* START DATA ROWS *

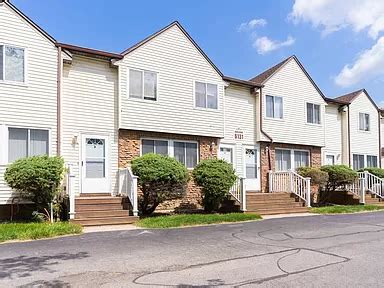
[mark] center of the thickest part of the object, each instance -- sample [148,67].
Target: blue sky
[341,43]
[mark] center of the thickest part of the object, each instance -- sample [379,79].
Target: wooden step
[106,221]
[101,214]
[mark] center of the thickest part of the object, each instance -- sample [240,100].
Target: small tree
[338,177]
[36,178]
[161,178]
[215,177]
[374,170]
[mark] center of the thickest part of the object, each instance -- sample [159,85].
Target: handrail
[238,192]
[128,187]
[290,181]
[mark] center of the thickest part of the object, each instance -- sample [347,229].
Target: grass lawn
[194,219]
[28,231]
[338,209]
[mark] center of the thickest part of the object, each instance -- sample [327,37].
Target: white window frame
[23,83]
[292,157]
[313,108]
[206,95]
[365,124]
[171,147]
[4,133]
[282,107]
[143,84]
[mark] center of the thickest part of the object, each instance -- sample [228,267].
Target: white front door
[252,169]
[95,168]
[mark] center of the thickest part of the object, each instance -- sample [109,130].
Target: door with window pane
[252,170]
[95,172]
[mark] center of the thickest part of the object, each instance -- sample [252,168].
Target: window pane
[39,142]
[148,146]
[179,151]
[212,96]
[200,95]
[135,84]
[150,85]
[161,147]
[17,144]
[191,154]
[269,106]
[14,64]
[1,62]
[278,107]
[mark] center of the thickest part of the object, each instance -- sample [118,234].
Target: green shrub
[37,178]
[215,177]
[374,170]
[161,178]
[318,177]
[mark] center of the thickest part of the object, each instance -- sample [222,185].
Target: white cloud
[252,24]
[265,45]
[334,15]
[368,65]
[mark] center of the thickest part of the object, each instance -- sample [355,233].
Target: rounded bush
[36,178]
[161,178]
[216,177]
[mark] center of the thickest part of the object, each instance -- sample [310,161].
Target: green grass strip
[339,209]
[194,219]
[29,231]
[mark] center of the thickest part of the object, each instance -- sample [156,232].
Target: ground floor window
[185,152]
[23,142]
[286,159]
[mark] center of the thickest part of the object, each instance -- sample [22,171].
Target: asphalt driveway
[318,251]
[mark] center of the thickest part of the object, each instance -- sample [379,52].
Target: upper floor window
[274,107]
[313,113]
[142,84]
[12,64]
[206,95]
[364,122]
[26,143]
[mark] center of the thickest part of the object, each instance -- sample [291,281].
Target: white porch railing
[289,181]
[128,187]
[238,192]
[70,192]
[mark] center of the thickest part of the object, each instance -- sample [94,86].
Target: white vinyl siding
[292,84]
[274,107]
[89,107]
[31,100]
[313,113]
[178,65]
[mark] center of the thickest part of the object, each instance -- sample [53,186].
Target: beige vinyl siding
[31,104]
[292,84]
[364,142]
[178,64]
[333,135]
[89,106]
[240,115]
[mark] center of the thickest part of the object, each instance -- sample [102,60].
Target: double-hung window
[364,122]
[12,64]
[206,95]
[313,113]
[142,84]
[274,107]
[27,142]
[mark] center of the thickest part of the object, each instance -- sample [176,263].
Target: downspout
[59,68]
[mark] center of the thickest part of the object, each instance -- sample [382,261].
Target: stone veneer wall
[315,157]
[129,148]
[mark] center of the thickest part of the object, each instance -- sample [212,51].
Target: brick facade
[129,148]
[315,158]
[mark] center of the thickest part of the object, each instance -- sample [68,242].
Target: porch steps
[96,209]
[274,203]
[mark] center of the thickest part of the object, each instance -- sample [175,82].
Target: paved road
[318,251]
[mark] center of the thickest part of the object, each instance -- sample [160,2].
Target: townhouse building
[99,110]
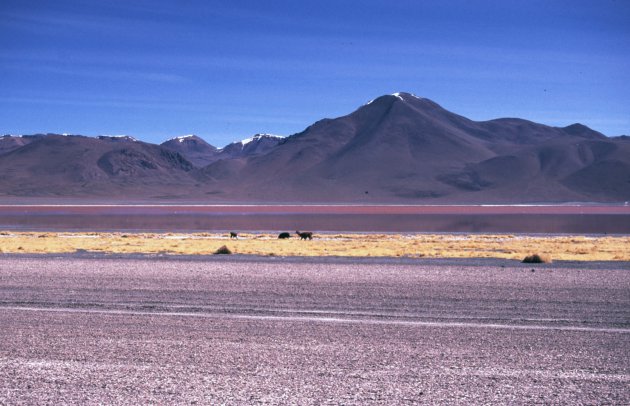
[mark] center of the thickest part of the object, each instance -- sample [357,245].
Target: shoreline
[352,245]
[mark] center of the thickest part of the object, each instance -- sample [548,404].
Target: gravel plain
[246,330]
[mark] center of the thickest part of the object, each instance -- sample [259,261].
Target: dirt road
[312,331]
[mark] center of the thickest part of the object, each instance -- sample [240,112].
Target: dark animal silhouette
[304,235]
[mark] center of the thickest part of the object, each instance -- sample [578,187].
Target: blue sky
[225,70]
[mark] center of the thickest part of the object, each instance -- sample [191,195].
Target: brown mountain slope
[396,149]
[401,148]
[56,165]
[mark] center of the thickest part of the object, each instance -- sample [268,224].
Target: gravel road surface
[142,330]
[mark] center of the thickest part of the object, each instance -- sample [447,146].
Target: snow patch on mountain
[258,137]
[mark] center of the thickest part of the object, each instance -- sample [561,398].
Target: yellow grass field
[582,248]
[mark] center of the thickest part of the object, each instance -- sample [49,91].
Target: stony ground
[243,330]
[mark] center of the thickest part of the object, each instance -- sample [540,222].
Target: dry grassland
[584,248]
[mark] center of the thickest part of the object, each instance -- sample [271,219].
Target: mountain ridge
[397,148]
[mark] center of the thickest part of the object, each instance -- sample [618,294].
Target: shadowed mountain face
[396,149]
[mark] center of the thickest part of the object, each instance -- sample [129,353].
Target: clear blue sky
[225,70]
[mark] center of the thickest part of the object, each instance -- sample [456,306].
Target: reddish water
[523,219]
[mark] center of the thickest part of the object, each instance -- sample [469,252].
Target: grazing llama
[305,235]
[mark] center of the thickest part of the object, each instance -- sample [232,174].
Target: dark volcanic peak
[398,148]
[254,145]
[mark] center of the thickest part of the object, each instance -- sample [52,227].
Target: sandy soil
[507,246]
[242,330]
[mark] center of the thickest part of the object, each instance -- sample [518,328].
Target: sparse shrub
[223,250]
[537,259]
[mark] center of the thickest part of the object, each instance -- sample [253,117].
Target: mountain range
[398,148]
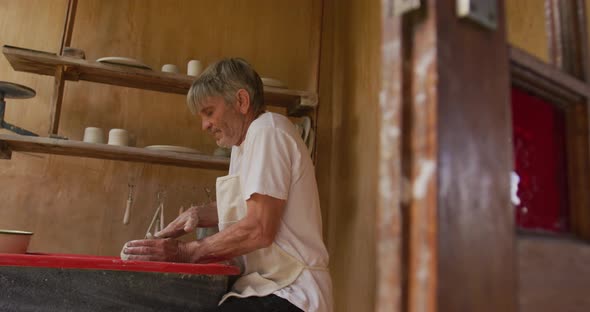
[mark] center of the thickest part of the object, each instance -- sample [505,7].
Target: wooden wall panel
[527,28]
[476,240]
[553,275]
[348,146]
[76,205]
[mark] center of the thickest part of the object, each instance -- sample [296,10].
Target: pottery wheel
[11,90]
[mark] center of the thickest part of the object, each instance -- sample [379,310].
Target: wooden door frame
[446,232]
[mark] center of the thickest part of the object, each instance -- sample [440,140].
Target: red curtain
[539,155]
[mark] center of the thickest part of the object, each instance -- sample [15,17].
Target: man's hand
[185,223]
[166,250]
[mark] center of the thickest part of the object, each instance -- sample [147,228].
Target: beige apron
[266,270]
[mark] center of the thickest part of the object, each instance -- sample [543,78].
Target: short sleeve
[267,163]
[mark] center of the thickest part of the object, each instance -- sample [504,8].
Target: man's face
[224,122]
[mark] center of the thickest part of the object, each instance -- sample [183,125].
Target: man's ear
[243,100]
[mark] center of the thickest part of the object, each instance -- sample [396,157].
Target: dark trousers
[270,303]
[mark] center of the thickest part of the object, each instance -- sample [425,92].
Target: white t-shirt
[274,161]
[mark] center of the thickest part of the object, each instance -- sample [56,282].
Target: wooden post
[389,217]
[56,99]
[59,81]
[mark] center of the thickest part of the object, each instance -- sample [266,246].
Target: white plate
[270,82]
[124,61]
[173,148]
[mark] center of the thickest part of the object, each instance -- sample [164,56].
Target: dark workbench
[44,282]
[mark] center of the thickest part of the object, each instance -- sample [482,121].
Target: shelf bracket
[5,151]
[57,98]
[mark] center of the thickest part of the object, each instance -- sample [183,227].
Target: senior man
[267,208]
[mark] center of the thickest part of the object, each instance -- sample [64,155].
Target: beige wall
[75,205]
[348,146]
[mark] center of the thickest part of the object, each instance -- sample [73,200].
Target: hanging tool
[11,90]
[129,203]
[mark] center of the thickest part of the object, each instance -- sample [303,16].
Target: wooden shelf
[44,63]
[18,143]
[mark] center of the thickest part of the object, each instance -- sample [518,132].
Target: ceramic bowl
[93,135]
[14,241]
[118,137]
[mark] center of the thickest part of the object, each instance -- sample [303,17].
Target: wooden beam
[545,80]
[578,164]
[44,63]
[19,143]
[66,37]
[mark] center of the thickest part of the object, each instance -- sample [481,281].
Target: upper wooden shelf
[11,142]
[44,63]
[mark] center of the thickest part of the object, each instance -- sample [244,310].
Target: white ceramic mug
[194,68]
[93,135]
[170,68]
[118,137]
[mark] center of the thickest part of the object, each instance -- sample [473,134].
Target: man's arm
[256,230]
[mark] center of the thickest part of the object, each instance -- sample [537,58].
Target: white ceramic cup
[170,68]
[119,137]
[194,68]
[93,135]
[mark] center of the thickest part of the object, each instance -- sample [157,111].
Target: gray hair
[224,79]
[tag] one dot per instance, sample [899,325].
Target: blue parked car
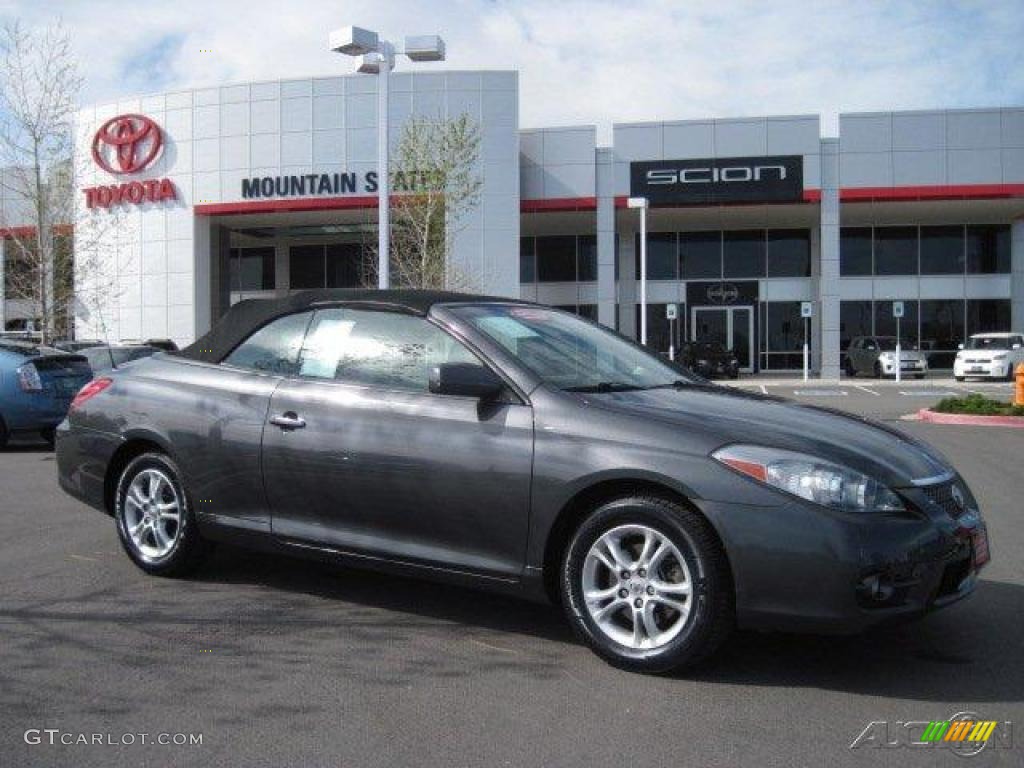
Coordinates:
[37,385]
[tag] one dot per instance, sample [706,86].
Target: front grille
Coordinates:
[942,496]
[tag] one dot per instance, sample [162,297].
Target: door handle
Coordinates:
[288,420]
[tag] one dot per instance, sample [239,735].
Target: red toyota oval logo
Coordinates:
[127,143]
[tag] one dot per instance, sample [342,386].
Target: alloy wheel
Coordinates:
[153,514]
[637,587]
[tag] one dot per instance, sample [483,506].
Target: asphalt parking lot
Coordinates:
[278,662]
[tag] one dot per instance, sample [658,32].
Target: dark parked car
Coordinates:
[517,448]
[77,345]
[709,359]
[37,384]
[103,358]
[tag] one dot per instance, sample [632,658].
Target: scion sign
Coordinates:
[767,179]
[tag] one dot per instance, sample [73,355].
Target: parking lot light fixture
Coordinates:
[377,57]
[641,203]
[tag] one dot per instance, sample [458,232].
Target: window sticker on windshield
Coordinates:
[506,327]
[528,313]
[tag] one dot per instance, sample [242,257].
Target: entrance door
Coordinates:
[732,327]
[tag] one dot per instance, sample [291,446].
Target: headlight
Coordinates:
[809,477]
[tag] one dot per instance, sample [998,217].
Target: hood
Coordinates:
[710,416]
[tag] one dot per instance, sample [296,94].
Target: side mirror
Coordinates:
[465,380]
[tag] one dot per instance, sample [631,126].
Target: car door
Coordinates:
[360,457]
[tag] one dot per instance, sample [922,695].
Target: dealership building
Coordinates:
[261,188]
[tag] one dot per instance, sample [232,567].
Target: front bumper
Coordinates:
[800,567]
[912,367]
[987,370]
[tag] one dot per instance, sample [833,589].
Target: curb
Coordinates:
[970,420]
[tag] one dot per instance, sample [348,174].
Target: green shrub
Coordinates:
[977,404]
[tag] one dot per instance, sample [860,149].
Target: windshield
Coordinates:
[889,345]
[988,342]
[567,352]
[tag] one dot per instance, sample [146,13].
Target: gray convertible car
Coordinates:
[516,448]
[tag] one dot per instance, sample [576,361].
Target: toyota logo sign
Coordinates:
[127,143]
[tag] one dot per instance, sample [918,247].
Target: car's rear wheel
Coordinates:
[646,585]
[154,518]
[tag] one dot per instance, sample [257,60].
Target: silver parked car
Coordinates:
[877,355]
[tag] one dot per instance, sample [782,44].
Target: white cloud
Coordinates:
[596,61]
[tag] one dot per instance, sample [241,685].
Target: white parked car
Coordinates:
[876,355]
[989,355]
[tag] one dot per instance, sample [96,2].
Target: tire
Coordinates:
[177,549]
[693,555]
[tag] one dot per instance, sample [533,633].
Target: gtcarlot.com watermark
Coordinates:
[965,734]
[57,737]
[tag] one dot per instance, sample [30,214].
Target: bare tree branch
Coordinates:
[437,183]
[39,89]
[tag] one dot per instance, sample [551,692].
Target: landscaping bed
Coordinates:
[974,410]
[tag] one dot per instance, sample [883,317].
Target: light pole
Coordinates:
[641,203]
[377,57]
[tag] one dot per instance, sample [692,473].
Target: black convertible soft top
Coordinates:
[248,315]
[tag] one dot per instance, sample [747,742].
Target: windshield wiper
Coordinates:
[604,386]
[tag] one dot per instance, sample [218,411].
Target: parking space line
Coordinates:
[865,389]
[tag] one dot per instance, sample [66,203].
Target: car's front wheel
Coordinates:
[646,585]
[154,518]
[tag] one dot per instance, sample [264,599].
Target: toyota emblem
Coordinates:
[127,143]
[722,293]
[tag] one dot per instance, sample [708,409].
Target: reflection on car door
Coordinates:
[360,457]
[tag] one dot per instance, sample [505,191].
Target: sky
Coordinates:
[582,62]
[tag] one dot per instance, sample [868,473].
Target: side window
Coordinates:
[377,348]
[274,348]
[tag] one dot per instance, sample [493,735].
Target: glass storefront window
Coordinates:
[854,321]
[855,251]
[987,315]
[345,266]
[587,251]
[885,324]
[252,268]
[527,260]
[941,330]
[305,267]
[700,255]
[788,253]
[988,250]
[556,258]
[663,256]
[743,253]
[942,250]
[896,250]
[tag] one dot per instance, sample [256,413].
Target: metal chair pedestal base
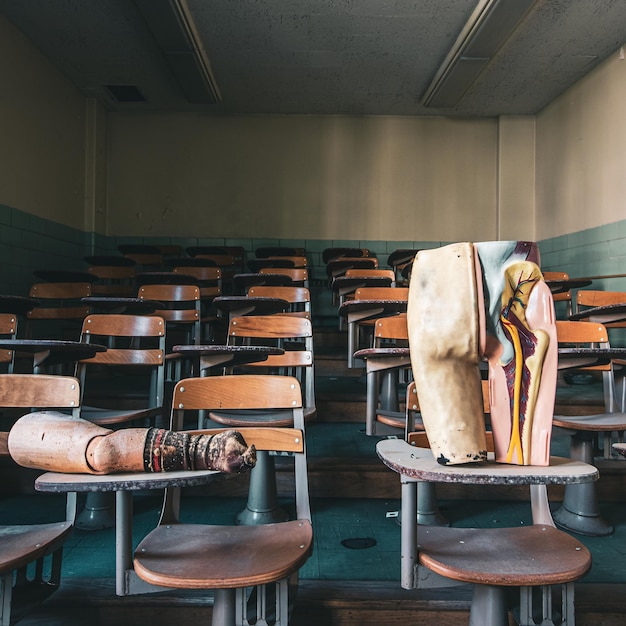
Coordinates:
[489,606]
[98,513]
[262,506]
[428,513]
[579,512]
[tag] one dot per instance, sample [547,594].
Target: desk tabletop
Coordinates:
[344,283]
[56,482]
[419,463]
[59,350]
[129,306]
[583,357]
[382,353]
[360,306]
[17,304]
[212,355]
[65,276]
[561,286]
[258,304]
[249,279]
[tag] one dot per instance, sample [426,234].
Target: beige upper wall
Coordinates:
[326,177]
[42,131]
[581,155]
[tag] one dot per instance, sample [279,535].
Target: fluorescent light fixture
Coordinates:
[489,26]
[174,29]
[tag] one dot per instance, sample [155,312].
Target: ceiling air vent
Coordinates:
[174,30]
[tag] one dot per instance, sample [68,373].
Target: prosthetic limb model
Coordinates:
[445,337]
[484,301]
[62,443]
[521,349]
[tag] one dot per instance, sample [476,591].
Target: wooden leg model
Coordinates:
[62,443]
[474,302]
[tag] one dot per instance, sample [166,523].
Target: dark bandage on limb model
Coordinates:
[61,443]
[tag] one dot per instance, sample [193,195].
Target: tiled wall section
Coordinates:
[597,251]
[28,243]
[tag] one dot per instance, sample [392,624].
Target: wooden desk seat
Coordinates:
[231,559]
[23,544]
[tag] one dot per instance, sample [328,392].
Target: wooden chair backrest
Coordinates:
[112,272]
[208,273]
[169,249]
[280,330]
[60,291]
[182,299]
[221,260]
[592,298]
[296,274]
[146,259]
[249,393]
[581,332]
[293,295]
[244,391]
[123,334]
[112,325]
[278,251]
[587,333]
[331,254]
[41,391]
[297,261]
[382,293]
[269,326]
[117,280]
[63,301]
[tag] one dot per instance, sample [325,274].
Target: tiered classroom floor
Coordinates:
[353,497]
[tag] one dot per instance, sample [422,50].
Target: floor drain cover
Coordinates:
[358,543]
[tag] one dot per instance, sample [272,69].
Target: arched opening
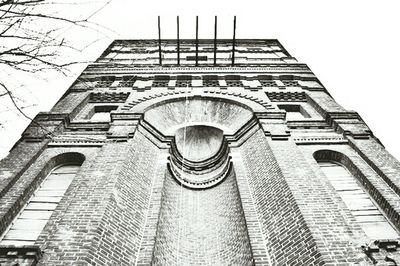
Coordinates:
[33,217]
[365,210]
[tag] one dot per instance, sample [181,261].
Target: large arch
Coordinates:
[174,113]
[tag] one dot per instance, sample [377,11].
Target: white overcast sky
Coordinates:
[352,46]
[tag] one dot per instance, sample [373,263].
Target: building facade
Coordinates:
[198,153]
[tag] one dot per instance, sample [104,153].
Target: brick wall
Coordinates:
[202,227]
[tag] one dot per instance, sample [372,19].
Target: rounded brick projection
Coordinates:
[202,227]
[226,115]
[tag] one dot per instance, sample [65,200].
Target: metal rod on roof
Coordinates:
[159,40]
[234,41]
[177,32]
[215,40]
[197,40]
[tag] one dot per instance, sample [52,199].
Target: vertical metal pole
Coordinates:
[215,40]
[177,31]
[159,40]
[197,40]
[234,41]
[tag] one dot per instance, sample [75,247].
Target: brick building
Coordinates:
[206,154]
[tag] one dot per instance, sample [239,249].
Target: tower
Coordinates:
[202,153]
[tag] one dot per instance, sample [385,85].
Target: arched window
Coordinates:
[360,204]
[31,220]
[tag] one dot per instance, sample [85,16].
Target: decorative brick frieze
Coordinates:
[349,123]
[108,97]
[200,165]
[287,96]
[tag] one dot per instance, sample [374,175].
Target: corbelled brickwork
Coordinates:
[151,189]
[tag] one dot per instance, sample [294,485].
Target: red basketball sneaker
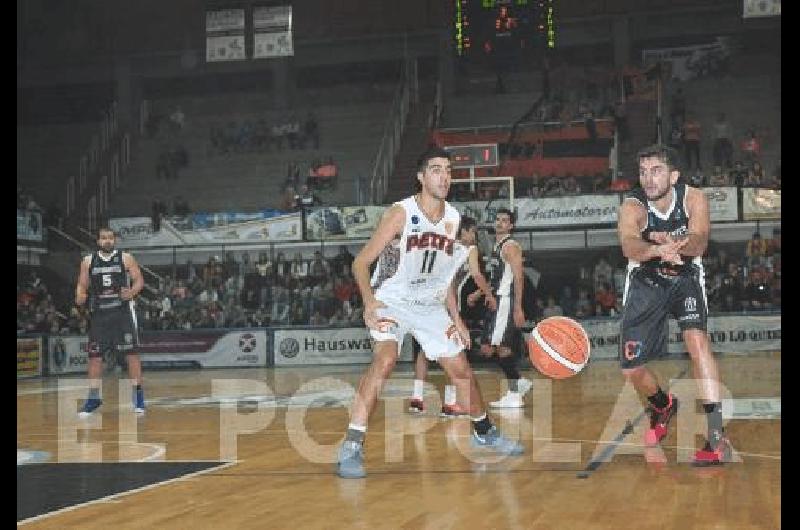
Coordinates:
[659,418]
[716,451]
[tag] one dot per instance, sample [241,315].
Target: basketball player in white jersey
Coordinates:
[466,296]
[411,292]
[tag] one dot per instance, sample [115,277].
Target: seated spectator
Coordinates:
[299,267]
[718,177]
[311,131]
[751,146]
[756,250]
[306,199]
[738,175]
[177,118]
[606,300]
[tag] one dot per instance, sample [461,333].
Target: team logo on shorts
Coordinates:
[690,304]
[633,349]
[247,342]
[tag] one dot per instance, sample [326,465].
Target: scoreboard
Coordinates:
[502,27]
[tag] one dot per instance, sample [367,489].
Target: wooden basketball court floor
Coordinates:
[422,473]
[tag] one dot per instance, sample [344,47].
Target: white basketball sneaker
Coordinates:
[511,400]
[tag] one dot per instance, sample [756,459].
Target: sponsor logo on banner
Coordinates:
[204,348]
[689,62]
[68,354]
[761,204]
[729,334]
[560,211]
[29,357]
[327,346]
[222,227]
[722,203]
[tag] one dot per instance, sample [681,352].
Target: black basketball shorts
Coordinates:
[113,329]
[649,300]
[500,329]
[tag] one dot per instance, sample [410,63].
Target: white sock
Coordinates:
[418,388]
[449,395]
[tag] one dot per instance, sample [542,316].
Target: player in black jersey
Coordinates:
[663,230]
[503,338]
[109,280]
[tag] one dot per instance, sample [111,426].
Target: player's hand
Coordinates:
[125,293]
[371,313]
[659,238]
[519,317]
[472,298]
[463,332]
[491,302]
[670,250]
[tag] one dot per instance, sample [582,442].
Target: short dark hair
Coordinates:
[467,223]
[433,151]
[662,151]
[509,213]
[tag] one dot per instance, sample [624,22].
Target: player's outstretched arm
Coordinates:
[699,222]
[82,288]
[135,274]
[390,227]
[512,253]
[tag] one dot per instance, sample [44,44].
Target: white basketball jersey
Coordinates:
[417,268]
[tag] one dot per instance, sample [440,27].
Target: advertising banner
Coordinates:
[29,357]
[203,348]
[761,204]
[327,346]
[67,354]
[689,62]
[222,227]
[729,334]
[564,211]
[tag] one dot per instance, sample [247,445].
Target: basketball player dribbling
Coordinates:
[110,279]
[663,230]
[411,292]
[470,286]
[503,337]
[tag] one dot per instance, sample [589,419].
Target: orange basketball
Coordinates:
[559,347]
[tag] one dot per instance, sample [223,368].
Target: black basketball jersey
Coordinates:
[674,222]
[106,278]
[501,277]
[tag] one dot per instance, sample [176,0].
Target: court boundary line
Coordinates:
[128,492]
[595,463]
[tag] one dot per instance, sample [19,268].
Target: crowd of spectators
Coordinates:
[256,135]
[261,292]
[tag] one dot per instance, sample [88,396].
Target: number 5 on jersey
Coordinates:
[428,263]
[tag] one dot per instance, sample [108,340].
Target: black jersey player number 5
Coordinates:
[427,261]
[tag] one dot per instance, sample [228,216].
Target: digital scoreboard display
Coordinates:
[475,155]
[485,27]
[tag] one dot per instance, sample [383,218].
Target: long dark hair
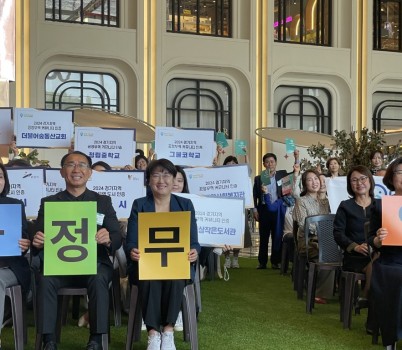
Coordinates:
[6,189]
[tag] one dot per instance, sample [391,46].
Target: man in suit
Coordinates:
[268,219]
[76,170]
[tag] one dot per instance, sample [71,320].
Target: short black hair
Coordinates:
[6,189]
[182,172]
[229,159]
[364,171]
[269,155]
[89,160]
[388,179]
[163,164]
[103,164]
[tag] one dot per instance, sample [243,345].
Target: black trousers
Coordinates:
[267,227]
[161,302]
[98,299]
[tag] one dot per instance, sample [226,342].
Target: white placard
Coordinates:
[191,147]
[28,185]
[229,181]
[337,191]
[6,129]
[121,185]
[220,221]
[43,128]
[113,146]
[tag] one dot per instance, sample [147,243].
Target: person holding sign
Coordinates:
[14,269]
[160,299]
[386,280]
[76,170]
[271,178]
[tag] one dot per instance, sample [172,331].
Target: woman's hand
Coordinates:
[39,240]
[24,244]
[382,233]
[193,255]
[362,249]
[135,254]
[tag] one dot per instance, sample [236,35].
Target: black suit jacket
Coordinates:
[104,206]
[257,193]
[18,264]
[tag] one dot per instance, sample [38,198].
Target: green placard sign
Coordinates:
[70,245]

* END DATA ROWS *

JOB: Restate verbatim the lines running from the line with "[tag] one dot per instance, sample [108,340]." through the end of the material; both ends count, and images are omitted.

RESPONSE TO THIS TASK:
[tag] one dot per instance, sample [108,340].
Target: black jersey player number 5
Coordinates:
[427,261]
[tag] one dot per instance, sample [228,216].
Target: digital scoreboard display
Coordinates:
[475,155]
[485,27]
[tag] one dot per instance, sample [383,218].
Target: long dark hair
Coordinates:
[6,189]
[tag] one dot per instance, sample [391,46].
Target: man in suit
Coordinates:
[268,219]
[76,170]
[tag] one dot per instance, sample [71,320].
Target: short black hair
Coordinates:
[6,189]
[182,172]
[229,159]
[364,171]
[269,155]
[89,160]
[388,179]
[163,164]
[103,164]
[tag] one dot per instance, sample [243,345].
Target: black trousers
Coordinates:
[267,227]
[161,302]
[98,299]
[tag] one dot per instance, sample [226,342].
Target: white placard
Coordinates:
[191,147]
[28,185]
[229,181]
[337,191]
[6,129]
[121,185]
[220,221]
[43,128]
[113,146]
[tag] one dot per instance, sample [147,243].
Target: person holding sign
Coordinates:
[14,269]
[160,299]
[386,280]
[76,170]
[271,178]
[tag] one dot per instance, sample [172,331].
Target: woman's hand
Coordinates:
[39,240]
[24,244]
[382,233]
[193,255]
[362,249]
[135,254]
[tag] one dot per instance, sample [236,35].
Target: black suit jacket
Coordinates:
[104,206]
[257,193]
[18,264]
[tag] one dot per instance, sample [38,198].
Target: green placard sign
Coordinates:
[70,245]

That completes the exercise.